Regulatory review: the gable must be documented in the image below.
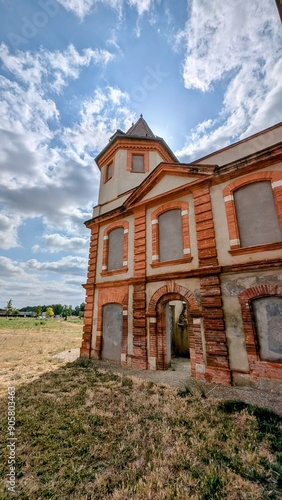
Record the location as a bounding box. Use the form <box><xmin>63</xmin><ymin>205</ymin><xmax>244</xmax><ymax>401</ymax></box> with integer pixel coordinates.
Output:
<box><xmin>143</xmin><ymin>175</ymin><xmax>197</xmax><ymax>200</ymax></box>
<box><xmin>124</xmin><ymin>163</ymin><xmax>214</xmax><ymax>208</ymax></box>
*****
What the task requires. Copy the listing above word for word, leaving out the picture.

Reply.
Regulatory review: the gable must be documented in the image below.
Record the location as a bounding box. Use the form <box><xmin>63</xmin><ymin>205</ymin><xmax>244</xmax><ymax>401</ymax></box> with integer pixel coordinates.
Output:
<box><xmin>143</xmin><ymin>175</ymin><xmax>197</xmax><ymax>200</ymax></box>
<box><xmin>124</xmin><ymin>163</ymin><xmax>214</xmax><ymax>208</ymax></box>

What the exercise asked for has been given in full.